Problem details
Without the pictures, return each record as it appears.

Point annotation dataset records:
[BEGIN]

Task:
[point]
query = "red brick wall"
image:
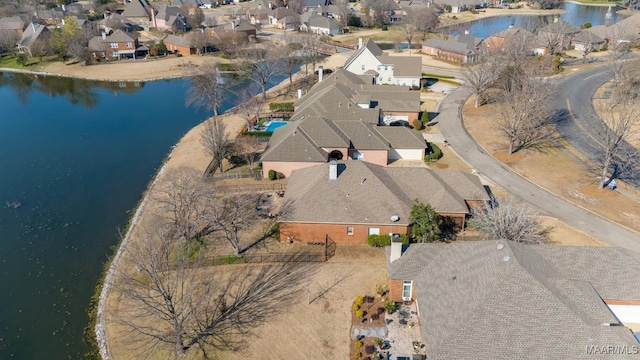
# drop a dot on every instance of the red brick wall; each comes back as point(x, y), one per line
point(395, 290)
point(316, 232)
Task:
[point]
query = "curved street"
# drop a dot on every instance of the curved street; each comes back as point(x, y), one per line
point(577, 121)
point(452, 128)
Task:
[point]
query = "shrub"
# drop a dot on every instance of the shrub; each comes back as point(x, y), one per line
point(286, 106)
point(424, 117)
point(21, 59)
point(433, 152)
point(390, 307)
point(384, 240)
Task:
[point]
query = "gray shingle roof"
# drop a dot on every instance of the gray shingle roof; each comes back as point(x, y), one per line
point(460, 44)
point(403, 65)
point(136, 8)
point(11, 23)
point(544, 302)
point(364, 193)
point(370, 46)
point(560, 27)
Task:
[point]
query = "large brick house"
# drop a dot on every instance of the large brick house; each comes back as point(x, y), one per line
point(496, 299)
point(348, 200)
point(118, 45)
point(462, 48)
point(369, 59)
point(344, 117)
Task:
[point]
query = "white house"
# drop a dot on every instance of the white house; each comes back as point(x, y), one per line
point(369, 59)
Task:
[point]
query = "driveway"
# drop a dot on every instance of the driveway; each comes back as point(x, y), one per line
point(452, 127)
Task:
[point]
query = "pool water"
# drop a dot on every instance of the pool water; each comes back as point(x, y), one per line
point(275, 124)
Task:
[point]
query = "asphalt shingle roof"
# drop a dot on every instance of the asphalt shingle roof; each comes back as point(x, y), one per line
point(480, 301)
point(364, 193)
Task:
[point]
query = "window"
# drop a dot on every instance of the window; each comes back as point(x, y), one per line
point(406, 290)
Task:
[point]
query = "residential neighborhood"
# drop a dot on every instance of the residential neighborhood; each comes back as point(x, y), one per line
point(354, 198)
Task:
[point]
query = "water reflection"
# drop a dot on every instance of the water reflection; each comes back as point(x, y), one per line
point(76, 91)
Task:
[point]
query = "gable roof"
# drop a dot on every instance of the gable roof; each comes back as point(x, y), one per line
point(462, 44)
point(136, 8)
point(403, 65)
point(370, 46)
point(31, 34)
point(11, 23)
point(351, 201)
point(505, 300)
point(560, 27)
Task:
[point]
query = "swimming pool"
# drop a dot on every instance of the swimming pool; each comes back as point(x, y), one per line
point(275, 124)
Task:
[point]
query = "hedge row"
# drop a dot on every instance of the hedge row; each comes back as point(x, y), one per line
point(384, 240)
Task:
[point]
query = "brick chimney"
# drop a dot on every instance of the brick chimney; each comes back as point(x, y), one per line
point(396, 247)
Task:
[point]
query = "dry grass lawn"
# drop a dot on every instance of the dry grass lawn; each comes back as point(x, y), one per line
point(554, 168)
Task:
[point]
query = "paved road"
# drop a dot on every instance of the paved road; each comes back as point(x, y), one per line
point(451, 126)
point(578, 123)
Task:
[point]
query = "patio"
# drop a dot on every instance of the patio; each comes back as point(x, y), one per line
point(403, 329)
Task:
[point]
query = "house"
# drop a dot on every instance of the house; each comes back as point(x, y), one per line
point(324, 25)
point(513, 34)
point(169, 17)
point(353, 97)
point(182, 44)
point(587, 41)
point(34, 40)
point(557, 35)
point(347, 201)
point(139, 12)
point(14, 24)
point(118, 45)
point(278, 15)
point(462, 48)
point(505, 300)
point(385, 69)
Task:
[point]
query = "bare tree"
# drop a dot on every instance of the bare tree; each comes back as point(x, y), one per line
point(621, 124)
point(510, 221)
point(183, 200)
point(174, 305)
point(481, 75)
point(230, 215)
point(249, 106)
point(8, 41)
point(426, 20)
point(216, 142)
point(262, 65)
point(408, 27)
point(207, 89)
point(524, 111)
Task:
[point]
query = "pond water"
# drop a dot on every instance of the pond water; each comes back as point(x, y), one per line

[END]

Solution to this problem
Task:
[point]
query = "red brick wall"
image:
# drop a dot on every instance of the red brick wall; each comes back as point(x, y), one per line
point(395, 290)
point(316, 232)
Task:
[point]
query = "curved street"
# drop a dot on every instance of the curved street; each comes back as point(x, y), one per line
point(577, 121)
point(452, 128)
Task:
[point]
query = "shrub"
# drop a dot on every instance of the shrub; each comes back as point(x, y), one per line
point(286, 106)
point(424, 117)
point(21, 59)
point(433, 152)
point(390, 307)
point(384, 240)
Task:
[point]
query = "gray shingle roof"
# drop a dot on every instance of the gray shingle roof; each comes back as point(x, y), one per line
point(460, 44)
point(403, 65)
point(136, 8)
point(11, 23)
point(544, 302)
point(364, 193)
point(370, 46)
point(560, 27)
Task:
[point]
query = "large brick house"
# drop a dot on every instance of the large brick house; each comes back as point(x, y), one per line
point(496, 299)
point(348, 200)
point(118, 45)
point(462, 48)
point(369, 59)
point(344, 117)
Task:
[point]
query = "white house"
# drop a dot on every instance of the white house; each comes back as point(x, y), one per line
point(369, 59)
Task:
[point]
query = "driveway"
# drop a dot on every instance of the driveway; each comes back as point(x, y), one per line
point(452, 127)
Task:
[point]
query = "pool water"
# drop a dot on every instance of the pool water; each comes back as point(x, y), one per line
point(275, 124)
Task:
[point]
query = "asphalt shingle roof"
# drop a dot on every instance of the asphalt shingle roof; each comes back as point(x, y), one per line
point(480, 301)
point(364, 193)
Task:
[point]
query = "window"
# drop a dot on every instance of the window; each comes back as point(x, y), one per line
point(406, 290)
Task:
[point]
query = "residential neighborhood"
# drop a dot on every instance of the residential neighborhood; each comes back as point(x, y), one per line
point(354, 198)
Task:
[point]
query = "water reflection"
# drop a dot on every instance of the water reflection; each comes back as point(x, y), one per line
point(76, 91)
Task:
[point]
query = "gable roof"
# drop a dot on every instance of the gable roof; each comes back as point(x, y), one per line
point(462, 44)
point(136, 8)
point(403, 65)
point(370, 46)
point(31, 34)
point(11, 23)
point(351, 201)
point(505, 300)
point(560, 27)
Task:
[point]
query = "swimming pool"
# drop a dot on every instance of the swimming pool; each comes back as point(x, y), one per line
point(275, 124)
Task:
[point]
query = "hedge row"
# drop a dot on every instance of the hedge row; each comes back as point(x, y), one per line
point(384, 240)
Task:
[point]
query = "brick chimney"
# drop a dot on every instance of the brick chimney; each comes back as point(x, y), one per line
point(396, 247)
Task:
[point]
query = "dry grass lawn"
# drop a dot on every instance of the dry grass lawn; each comes back as point(x, y), one per line
point(554, 168)
Task:
[point]
query = "paved road"
# drop a dot on every instance of the paved road; each comes back as point(x, y), one per line
point(451, 126)
point(578, 123)
Task:
[point]
query = "patio"
# drop a dot on every instance of the patio; each comes back as point(x, y), one per line
point(403, 329)
Task:
[point]
query = "house"
# drop a dot on every instance of the house; each comes back as point(x, y), one per line
point(324, 25)
point(513, 34)
point(169, 17)
point(353, 97)
point(182, 44)
point(587, 41)
point(34, 40)
point(557, 35)
point(347, 201)
point(139, 12)
point(14, 24)
point(118, 45)
point(278, 15)
point(462, 48)
point(505, 300)
point(385, 69)
Task:
[point]
query = "bare tree"
# drop a dot on every instance of the bare tree; each comes back as point(x, y), one per line
point(621, 124)
point(510, 221)
point(183, 200)
point(174, 305)
point(481, 75)
point(230, 215)
point(249, 106)
point(8, 41)
point(426, 20)
point(216, 142)
point(262, 65)
point(408, 27)
point(207, 89)
point(524, 111)
Task:
[point]
query = "pond water"
# drop a dot on every instance of the pond water; each comes back as point(x, y), one per line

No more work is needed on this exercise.